(Exercise)
Copy out the listing below, swapping "final reviewer" for "last checker" wherever it occurs and changing nothing else. Leave out the pictures.

(Recorded data)
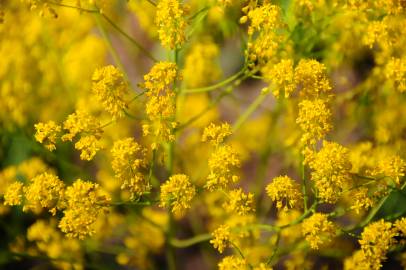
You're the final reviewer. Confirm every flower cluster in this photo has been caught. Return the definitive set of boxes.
[111,138,151,199]
[58,179,110,239]
[309,141,351,203]
[155,0,187,50]
[159,174,196,216]
[92,65,128,119]
[302,213,336,249]
[35,121,61,151]
[266,175,302,211]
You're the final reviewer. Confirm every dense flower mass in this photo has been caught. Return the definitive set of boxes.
[111,138,150,199]
[302,213,336,249]
[35,121,61,151]
[92,65,128,119]
[156,0,187,49]
[309,141,351,203]
[0,0,406,270]
[160,174,196,216]
[266,176,302,210]
[58,179,110,239]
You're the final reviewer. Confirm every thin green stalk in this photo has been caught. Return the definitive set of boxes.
[100,13,158,62]
[351,182,406,230]
[233,91,268,132]
[94,15,130,82]
[183,67,246,93]
[300,154,308,211]
[266,232,281,265]
[169,233,212,248]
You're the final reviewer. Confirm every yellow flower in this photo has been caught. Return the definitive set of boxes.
[23,172,65,215]
[261,59,296,98]
[296,99,332,145]
[210,225,230,253]
[370,155,406,186]
[205,145,241,190]
[358,219,397,269]
[309,141,351,203]
[394,217,406,237]
[111,138,151,199]
[58,179,110,239]
[143,62,180,149]
[302,213,336,249]
[75,135,102,160]
[266,176,302,211]
[159,174,196,217]
[92,65,128,119]
[385,57,406,93]
[223,188,255,216]
[155,0,187,50]
[4,181,24,205]
[34,121,61,151]
[62,110,102,141]
[240,3,282,67]
[350,187,374,214]
[202,123,231,146]
[295,59,331,97]
[218,256,248,270]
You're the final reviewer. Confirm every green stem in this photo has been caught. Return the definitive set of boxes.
[183,67,246,93]
[358,182,406,230]
[94,15,130,82]
[300,154,308,211]
[266,232,281,265]
[169,233,212,248]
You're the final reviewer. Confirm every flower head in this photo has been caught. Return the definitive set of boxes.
[58,179,110,239]
[223,188,255,216]
[296,99,332,145]
[92,65,128,119]
[23,172,65,215]
[202,123,231,145]
[159,174,196,216]
[295,59,331,97]
[111,138,151,199]
[302,213,336,249]
[309,141,351,203]
[266,176,302,210]
[35,121,61,151]
[205,145,241,190]
[155,0,187,50]
[210,225,231,253]
[4,181,24,205]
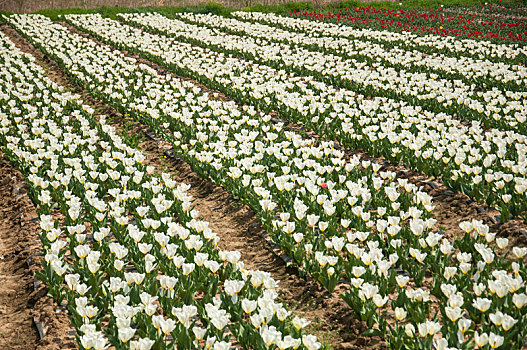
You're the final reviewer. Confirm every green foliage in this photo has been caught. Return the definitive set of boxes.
[0,0,516,23]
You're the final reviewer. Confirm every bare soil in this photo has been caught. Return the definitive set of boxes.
[0,15,527,349]
[0,23,372,349]
[0,152,75,350]
[0,0,346,13]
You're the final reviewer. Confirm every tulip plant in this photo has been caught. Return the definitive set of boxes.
[235,12,527,64]
[170,13,527,130]
[50,14,527,221]
[289,3,527,44]
[6,15,527,349]
[0,28,322,350]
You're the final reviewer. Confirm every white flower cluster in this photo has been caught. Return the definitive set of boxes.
[5,15,527,349]
[0,29,321,350]
[233,12,527,62]
[55,15,527,218]
[120,13,527,131]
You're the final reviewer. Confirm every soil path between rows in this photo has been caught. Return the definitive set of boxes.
[0,151,76,350]
[0,153,38,350]
[0,25,376,349]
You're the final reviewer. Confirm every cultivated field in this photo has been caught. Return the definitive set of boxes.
[0,4,527,350]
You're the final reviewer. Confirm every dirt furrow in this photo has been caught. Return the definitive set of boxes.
[0,26,381,349]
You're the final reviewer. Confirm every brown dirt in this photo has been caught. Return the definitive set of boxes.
[0,25,381,349]
[0,154,38,350]
[2,17,527,349]
[0,152,74,350]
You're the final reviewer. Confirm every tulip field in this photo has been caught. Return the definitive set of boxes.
[0,2,527,350]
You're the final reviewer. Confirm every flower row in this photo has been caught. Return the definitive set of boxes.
[290,4,527,44]
[59,15,527,220]
[0,26,321,350]
[7,16,527,348]
[176,13,527,91]
[120,14,527,133]
[233,12,527,64]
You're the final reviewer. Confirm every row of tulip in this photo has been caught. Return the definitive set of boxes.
[176,13,527,91]
[120,13,527,134]
[9,12,527,349]
[233,12,527,64]
[55,15,527,220]
[289,4,527,44]
[0,26,321,350]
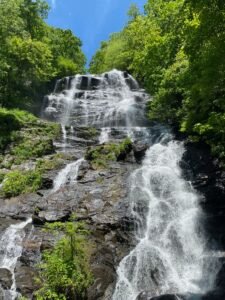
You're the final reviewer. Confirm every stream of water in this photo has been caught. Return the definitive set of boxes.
[44,70,220,300]
[0,218,32,300]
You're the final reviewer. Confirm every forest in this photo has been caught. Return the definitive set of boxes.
[0,0,86,112]
[0,0,225,300]
[0,0,225,159]
[90,0,225,160]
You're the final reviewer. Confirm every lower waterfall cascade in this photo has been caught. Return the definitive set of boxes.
[44,70,221,300]
[0,70,221,300]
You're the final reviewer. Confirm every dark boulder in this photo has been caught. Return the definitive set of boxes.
[136,291,187,300]
[0,268,13,290]
[133,142,149,163]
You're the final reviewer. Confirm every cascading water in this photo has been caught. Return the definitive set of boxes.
[43,70,148,138]
[44,70,220,300]
[0,219,32,300]
[113,141,220,300]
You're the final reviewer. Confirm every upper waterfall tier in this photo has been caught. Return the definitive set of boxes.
[44,70,149,128]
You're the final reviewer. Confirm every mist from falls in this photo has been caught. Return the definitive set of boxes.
[43,70,218,300]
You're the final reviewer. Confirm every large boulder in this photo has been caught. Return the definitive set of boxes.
[136,291,185,300]
[0,268,13,290]
[132,141,149,163]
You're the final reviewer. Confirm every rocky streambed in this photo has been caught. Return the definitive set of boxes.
[0,71,225,300]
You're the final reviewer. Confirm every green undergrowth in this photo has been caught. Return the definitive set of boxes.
[35,220,93,300]
[1,170,42,198]
[0,108,64,198]
[0,108,60,164]
[85,138,132,169]
[0,153,67,198]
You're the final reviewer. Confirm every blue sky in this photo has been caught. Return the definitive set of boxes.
[47,0,146,65]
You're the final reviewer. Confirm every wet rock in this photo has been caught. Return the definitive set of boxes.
[181,142,225,250]
[41,177,53,190]
[136,292,185,300]
[0,268,13,290]
[15,266,39,299]
[132,141,149,163]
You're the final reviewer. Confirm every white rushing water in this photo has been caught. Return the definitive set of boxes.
[113,141,216,300]
[0,218,32,300]
[44,70,220,300]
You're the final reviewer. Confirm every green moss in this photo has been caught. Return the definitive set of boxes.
[1,170,42,198]
[77,127,99,140]
[0,172,5,183]
[85,138,132,169]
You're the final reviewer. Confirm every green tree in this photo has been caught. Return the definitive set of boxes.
[36,221,92,300]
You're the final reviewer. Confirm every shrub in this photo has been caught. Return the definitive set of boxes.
[36,221,92,300]
[1,170,42,198]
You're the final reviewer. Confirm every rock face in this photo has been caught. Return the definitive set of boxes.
[183,143,225,251]
[0,72,225,300]
[182,142,225,300]
[136,292,185,300]
[0,268,13,290]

(Problem solution)
You're the last checker. Confirm every flower cluster in this photo has been caught. Return the definitive set of boxes.
[111,138,151,199]
[58,179,110,239]
[309,141,351,203]
[155,0,187,50]
[159,174,196,216]
[92,65,128,119]
[302,213,336,249]
[35,121,61,151]
[266,175,302,211]
You're the last checker. Confirm every dense flower mass in this photo has been caught. Return the definitive set of boxes.
[111,138,150,199]
[302,213,336,249]
[35,121,61,151]
[92,65,128,119]
[156,0,187,49]
[309,141,351,203]
[0,0,406,270]
[160,174,196,216]
[266,176,302,210]
[58,179,110,239]
You're the last checker. Confirm every thin green stalk in this photo has been caught. Return the definitive set of boxes.
[100,13,158,62]
[351,182,406,230]
[233,91,268,132]
[94,15,130,82]
[183,67,246,93]
[300,154,308,211]
[266,232,281,265]
[169,233,212,248]
You're the last checker. Confirm every yellow flower in this photo has been caught. Return the definitive set of boxes.
[23,172,65,215]
[261,59,296,98]
[296,99,332,145]
[210,225,230,253]
[370,155,406,186]
[205,145,241,190]
[358,219,397,269]
[309,141,351,203]
[394,217,406,237]
[111,138,151,199]
[58,179,110,239]
[143,62,180,149]
[302,213,336,249]
[75,135,102,160]
[266,176,302,211]
[159,174,196,217]
[92,65,128,119]
[385,57,406,93]
[223,188,255,216]
[155,0,187,50]
[4,181,24,205]
[34,121,61,151]
[62,110,102,141]
[240,3,282,67]
[350,187,374,214]
[202,123,231,146]
[295,59,331,97]
[218,256,248,270]
You're the last checker. Confirm every green stem in this photo has been caught. Return the definitive set of boxes.
[183,67,246,93]
[358,182,406,230]
[94,15,130,82]
[300,154,308,211]
[266,232,281,265]
[169,233,212,248]
You're the last checker. Confirm every flower head in this photo has been caught. Return the definitive set of boxes.
[58,179,110,239]
[223,188,255,216]
[296,99,332,145]
[92,65,128,119]
[23,172,65,215]
[202,123,231,145]
[159,174,196,216]
[295,59,331,97]
[111,138,151,199]
[302,213,336,249]
[309,141,351,203]
[266,176,302,210]
[35,121,61,151]
[205,145,241,190]
[155,0,187,50]
[210,225,231,253]
[4,181,24,205]
You're the last checker. Confirm every green foliage in this photo has been caught. Return the definitive set of boxes.
[0,0,516,23]
You're the last checker. Confirm every bare soil in this photo has been caught. Return the definitive set of boxes.
[0,15,527,349]
[0,23,372,349]
[0,152,75,350]
[0,0,346,13]
You're the last checker. Confirm every tulip plant in this photo has been caught. Return the definitive set of boxes.
[235,12,527,64]
[170,13,527,130]
[50,14,527,221]
[289,3,527,44]
[6,15,527,349]
[0,28,322,350]
You're the last checker. Confirm every white flower cluster in this photo has been caught. Return the definitive set of boxes.
[5,15,527,349]
[0,29,321,350]
[233,12,527,62]
[55,15,527,218]
[120,13,527,131]
You're the last checker. Confirm every soil path between rows in this photo has been caught. Return the definitive set of boxes.
[0,151,76,350]
[0,153,38,350]
[0,25,376,349]
You're the last checker. Confirm every cultivated field in this photo has been caught. Return the definitive set of boxes.
[0,4,527,350]
You're the last checker. Confirm every dirt furrow in this photo has been caught. Return the definitive set of boxes.
[0,26,381,349]
You're the last checker. Confirm every brown dirt in this photo has been caught. Return the definitive set of boxes.
[0,25,381,349]
[0,154,38,350]
[2,17,527,349]
[0,152,74,350]
You're the last checker. Confirm every tulip field in this photo has been caught. Return the definitive set of boxes.
[0,2,527,350]
You're the last checker. Confirm every flower row in this photo has been caught. Return the definitive set of boxes.
[290,4,527,44]
[59,15,527,220]
[0,26,321,350]
[7,16,527,348]
[176,13,527,91]
[120,14,527,133]
[233,12,527,64]
You're the last checker. Confirm every row of tulip in this photo has been caught. Return the definitive set of boxes.
[176,13,527,91]
[120,13,527,134]
[9,12,527,349]
[233,12,527,64]
[55,15,527,220]
[289,4,527,44]
[0,26,321,350]
You're the last checker. Confirm every stream of water in this photo has been caught. Return the definitive set of boxes.
[44,70,220,300]
[0,218,32,300]
You're the last checker. Confirm every forest in this photo has been caught. Return the definitive set of boxes.
[0,0,86,112]
[0,0,225,300]
[0,0,225,159]
[90,0,225,160]
You're the last checker. Confirm every lower waterfall cascade in this photo has been caught. Return the definitive set of boxes.
[44,70,221,300]
[0,70,221,300]
You're the last checker. Confirm every dark boulder in this photo has been caught. Return the definitive set of boxes.
[136,291,187,300]
[0,268,13,290]
[133,142,149,163]
You're the last checker. Confirm every cascading water in this photo has been caught. Return the definitive set of boxes.
[43,70,148,138]
[44,70,220,300]
[0,219,32,300]
[113,141,220,300]
You're the last checker. Confirm every upper waterfall tier in this photo has been caught. Return the definitive set of boxes.
[44,70,149,128]
You're the last checker. Confirm every mist from falls in this photo has been caught. Return the definitive set of boxes.
[43,70,218,300]
You're the last checker. Confirm every large boulder in this photo has been caught. Return the definitive set of boxes.
[136,291,185,300]
[0,268,13,290]
[132,141,149,163]
You're the last checker. Confirm every rocky streambed in this photo has been caught. Return the definitive set of boxes.
[0,71,225,300]
You're the last checker. Confirm every green undergrowth in this photo has been caught. Return the definitive set of boxes.
[35,220,93,300]
[1,170,42,198]
[0,108,64,198]
[0,108,60,164]
[85,138,132,169]
[0,153,67,198]
You're the last checker. Confirm every blue sky in this photo has been caught. Return the definitive set of boxes.
[47,0,146,65]
You're the last checker. Confirm every wet rock in this photo has been caught. Return the definitive set of boxes.
[181,142,225,250]
[41,177,53,190]
[136,292,185,300]
[0,268,13,290]
[15,266,39,299]
[132,141,149,163]
You're the last checker. Confirm every white rushing water in this photo has been caught. Return the definitive set of boxes.
[113,141,216,300]
[0,218,32,300]
[44,70,220,300]
You're the last checker. Confirm every green moss in this photo has been caught. Return the definitive set of boxes.
[1,170,42,198]
[77,127,99,140]
[0,172,5,183]
[85,138,132,169]
You're the last checker. Confirm every green tree in this photo has been caught. Return the definitive set of boxes.
[36,221,92,300]
You're the last checker. Confirm every shrub in this photo has been caught. Return the definitive set of boxes.
[36,221,92,300]
[1,170,42,198]
You're the last checker. Confirm every rock face in this photo has been caught. Return the definitive set of boxes.
[183,143,225,251]
[0,72,225,300]
[182,142,225,300]
[136,292,185,300]
[0,268,13,290]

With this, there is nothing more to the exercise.